**STATED EXERCISE 1**:
Answer the following from the saucer crash story:
(a) How many pedestrians were killed in the crash?
(b) Where did the saucer first splash down in Cleveland?
(c) How far north of the overpass did the craft slide to a stop?
**STATED EXERCISE 2**:
Rewrite the saucer crash story from "Some drivers travelling" to "own long-awaited mothercraft.", replacing "cell phones" with "smartphones".

**TEXT BLOCK**:
━━━━━━━━━━━━━━━━

The mothership gathered the crashed saucer, then vanished

CLEVELAND, OH — A small flying saucer crash landed in Cleveland, Ohio, killing eighteen motorists and three pedestrians, and destroying the East 90th Street interstate overpass.

The saucer made its initial contact with Cleveland when it splashed down at a bend in the Cuyahoga River, running adjacent to the Marathon Petroleum Company. After skipping along the surface of the Cuyahoga, the craft took flight again, only to careen into into the overpass.

The saucer demolished the overpass and the cars present on it, though the craft itself sustained no visible damage. The craft slid to a stop fifty feet north of the overpass on East 90th Street.

Some drivers travelling north and south toward the overpass failed to notice that the overpass was missing and careened to the pavement below. Dozens of motorists abandoned their vehicles on the interstate and surrounding streets to capture the sight on their cell phones.

Within minutes of the crash, two extreme religious groups, located in the Cleveland metropolitan area, and known respectively as the StarGaze Gammas and the People of the Planets, descended on the area to claim the saucer as their own long-awaited mothercraft. 

While the members of each group chanted, sang, and danced, the ringleader of each group began searching the vessel for its door, pounding on the sides of the vessel, and urging the pilot to come out.

━━━━━━━━━━━━━━━━

**INFORMATION SHOWN**:
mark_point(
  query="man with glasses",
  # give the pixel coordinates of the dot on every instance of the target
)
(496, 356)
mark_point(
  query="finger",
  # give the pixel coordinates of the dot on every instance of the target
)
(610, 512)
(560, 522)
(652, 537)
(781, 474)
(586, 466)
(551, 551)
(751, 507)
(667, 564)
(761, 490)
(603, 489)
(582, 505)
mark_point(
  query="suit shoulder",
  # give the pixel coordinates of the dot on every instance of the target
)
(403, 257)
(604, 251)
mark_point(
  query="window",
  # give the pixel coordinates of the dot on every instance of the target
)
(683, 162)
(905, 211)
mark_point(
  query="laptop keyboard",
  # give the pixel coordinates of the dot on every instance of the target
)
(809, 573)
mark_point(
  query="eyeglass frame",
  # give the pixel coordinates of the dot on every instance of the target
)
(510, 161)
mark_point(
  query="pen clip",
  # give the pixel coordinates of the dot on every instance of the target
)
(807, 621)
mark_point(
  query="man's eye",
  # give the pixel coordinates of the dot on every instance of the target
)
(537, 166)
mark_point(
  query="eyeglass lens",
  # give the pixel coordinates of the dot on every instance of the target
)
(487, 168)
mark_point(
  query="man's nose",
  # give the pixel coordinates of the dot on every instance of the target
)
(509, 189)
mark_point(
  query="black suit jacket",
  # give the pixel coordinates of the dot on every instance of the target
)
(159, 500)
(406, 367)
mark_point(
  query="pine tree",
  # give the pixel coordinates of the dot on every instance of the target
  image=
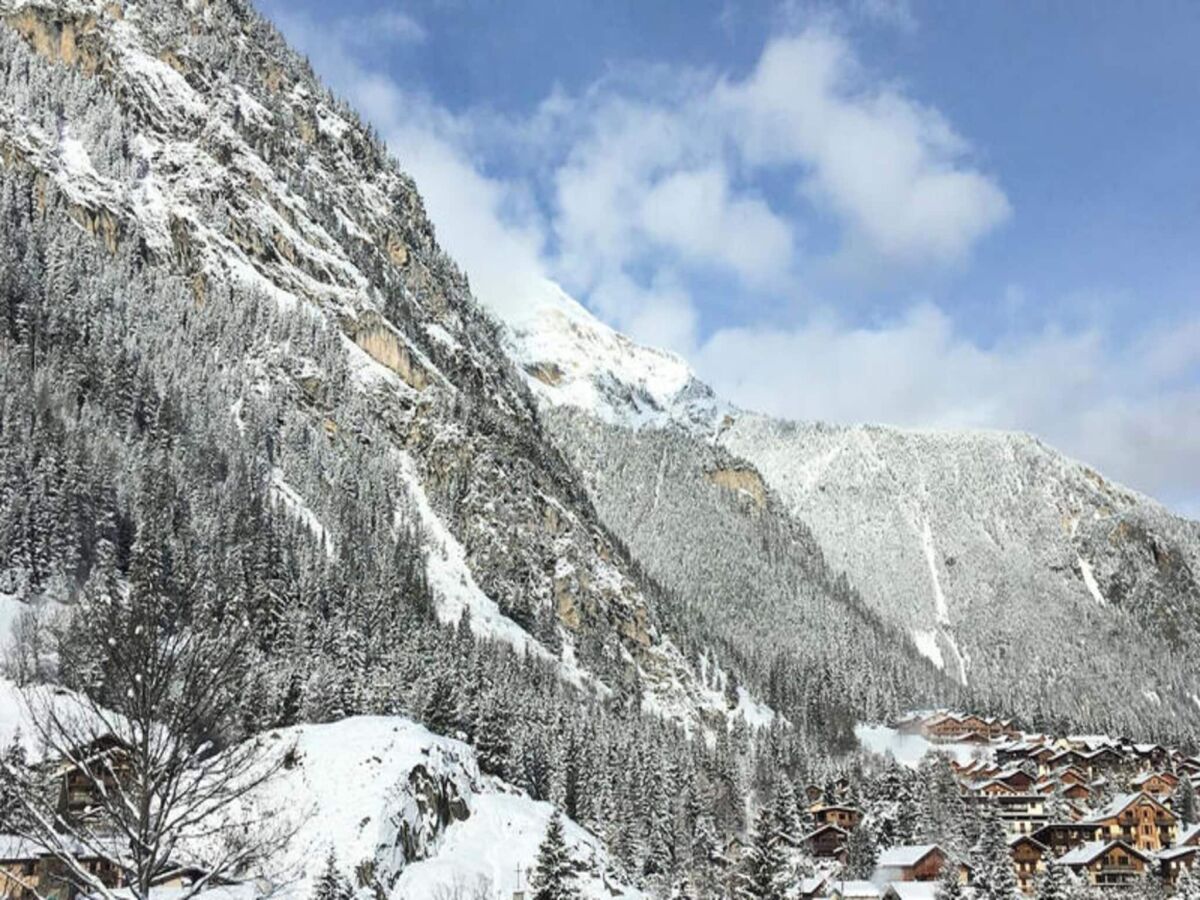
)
(766, 867)
(1055, 882)
(948, 885)
(1183, 802)
(553, 879)
(331, 885)
(862, 851)
(995, 875)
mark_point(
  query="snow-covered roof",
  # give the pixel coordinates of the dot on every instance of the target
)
(1173, 852)
(912, 889)
(903, 856)
(1120, 803)
(1087, 852)
(855, 889)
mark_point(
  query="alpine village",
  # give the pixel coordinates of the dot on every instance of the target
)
(324, 575)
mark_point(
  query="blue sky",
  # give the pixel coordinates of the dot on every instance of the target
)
(931, 215)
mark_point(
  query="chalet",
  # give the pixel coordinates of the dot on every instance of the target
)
(1174, 862)
(911, 891)
(853, 891)
(843, 816)
(1159, 785)
(1029, 859)
(30, 871)
(1021, 813)
(913, 863)
(827, 843)
(1139, 820)
(1018, 779)
(1152, 756)
(1062, 837)
(1107, 863)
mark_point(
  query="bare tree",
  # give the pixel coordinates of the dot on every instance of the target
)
(143, 783)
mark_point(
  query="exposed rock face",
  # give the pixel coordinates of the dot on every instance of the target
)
(1009, 567)
(216, 189)
(744, 481)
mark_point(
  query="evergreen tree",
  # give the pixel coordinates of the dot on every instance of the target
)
(1183, 801)
(862, 851)
(948, 885)
(766, 867)
(553, 879)
(995, 875)
(1055, 882)
(331, 885)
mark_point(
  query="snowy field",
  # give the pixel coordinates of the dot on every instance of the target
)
(910, 749)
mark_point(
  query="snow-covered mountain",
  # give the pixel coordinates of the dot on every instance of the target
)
(1006, 564)
(187, 136)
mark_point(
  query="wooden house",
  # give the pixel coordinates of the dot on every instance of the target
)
(1138, 820)
(827, 841)
(1107, 863)
(846, 817)
(1062, 837)
(1157, 784)
(921, 862)
(1029, 859)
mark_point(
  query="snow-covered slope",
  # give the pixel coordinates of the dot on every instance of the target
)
(192, 135)
(570, 358)
(1005, 563)
(408, 813)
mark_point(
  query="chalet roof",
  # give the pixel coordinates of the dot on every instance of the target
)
(905, 856)
(1089, 852)
(1189, 833)
(821, 829)
(1121, 803)
(1027, 839)
(855, 889)
(912, 889)
(1176, 852)
(1146, 777)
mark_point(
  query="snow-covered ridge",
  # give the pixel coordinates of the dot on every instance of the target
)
(385, 791)
(571, 358)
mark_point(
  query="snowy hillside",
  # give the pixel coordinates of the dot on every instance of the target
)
(973, 545)
(412, 809)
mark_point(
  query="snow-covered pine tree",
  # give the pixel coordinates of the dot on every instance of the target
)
(862, 851)
(765, 868)
(949, 887)
(1055, 882)
(995, 875)
(553, 879)
(331, 885)
(1183, 801)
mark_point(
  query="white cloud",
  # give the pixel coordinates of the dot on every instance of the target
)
(652, 187)
(893, 169)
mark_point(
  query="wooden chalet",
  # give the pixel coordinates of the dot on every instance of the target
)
(846, 817)
(913, 863)
(1174, 862)
(1159, 785)
(1108, 863)
(827, 841)
(1029, 859)
(1063, 837)
(1138, 820)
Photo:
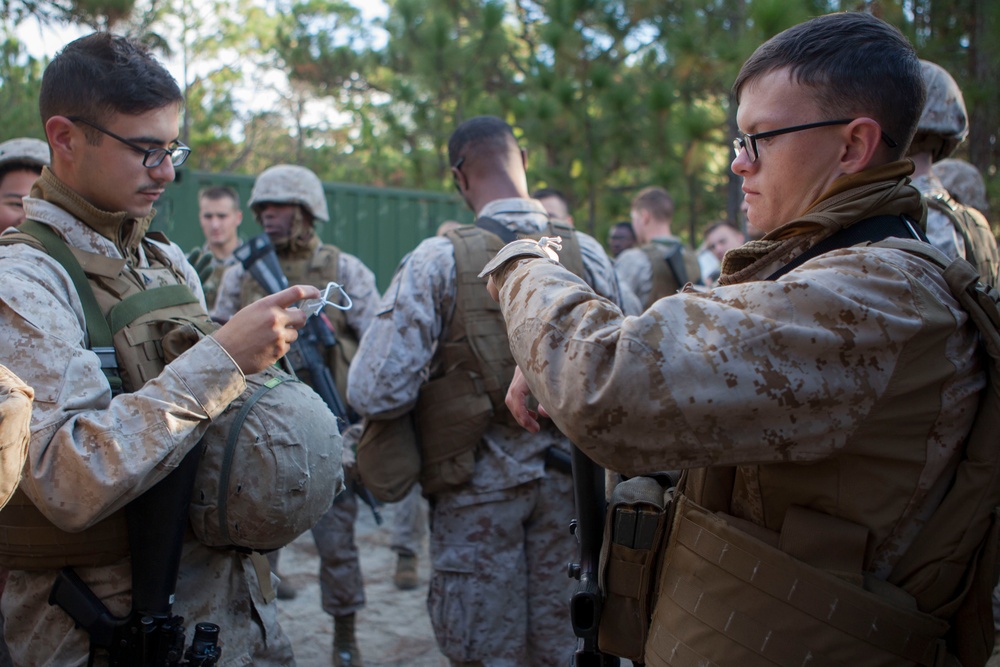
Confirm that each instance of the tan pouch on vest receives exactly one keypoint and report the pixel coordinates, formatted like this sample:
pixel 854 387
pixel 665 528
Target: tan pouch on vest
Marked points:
pixel 727 598
pixel 388 457
pixel 452 415
pixel 15 430
pixel 637 519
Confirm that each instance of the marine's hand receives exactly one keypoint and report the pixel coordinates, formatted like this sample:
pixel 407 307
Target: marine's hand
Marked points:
pixel 261 333
pixel 518 395
pixel 202 263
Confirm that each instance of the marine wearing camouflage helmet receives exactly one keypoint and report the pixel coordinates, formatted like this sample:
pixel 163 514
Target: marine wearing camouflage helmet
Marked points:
pixel 956 229
pixel 819 400
pixel 287 200
pixel 21 162
pixel 963 182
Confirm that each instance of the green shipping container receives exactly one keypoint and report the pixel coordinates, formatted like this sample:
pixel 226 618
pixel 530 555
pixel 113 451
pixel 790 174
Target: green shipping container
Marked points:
pixel 378 225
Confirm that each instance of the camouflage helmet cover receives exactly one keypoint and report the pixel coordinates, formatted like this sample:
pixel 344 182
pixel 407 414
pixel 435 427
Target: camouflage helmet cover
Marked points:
pixel 24 150
pixel 290 184
pixel 944 123
pixel 963 181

━━━━━━━━━━━━━━━━

**WRITTEN SOLUTION 1**:
(a) Three pedestrians.
(b) At a bend in the Cuyahoga River, running adjacent to the Marathon Petroleum Company.
(c) Fifty feet north of the overpass, on East 90th Street.

**WRITTEN SOLUTION 2**:
Some drivers travelling north and south toward the overpass failed to notice that the overpass was missing and careened to the pavement below. Dozens of motorists abandoned their vehicles on the interstate and surrounding streets to capture the sight on their smartphones.

Within minutes of the crash, two extreme religious groups, located in the Cleveland metropolitan area, and known respectively as the StarGaze Gammas and the People of the Planets, descended on the area to claim the saucer as their own long-awaited mothercraft.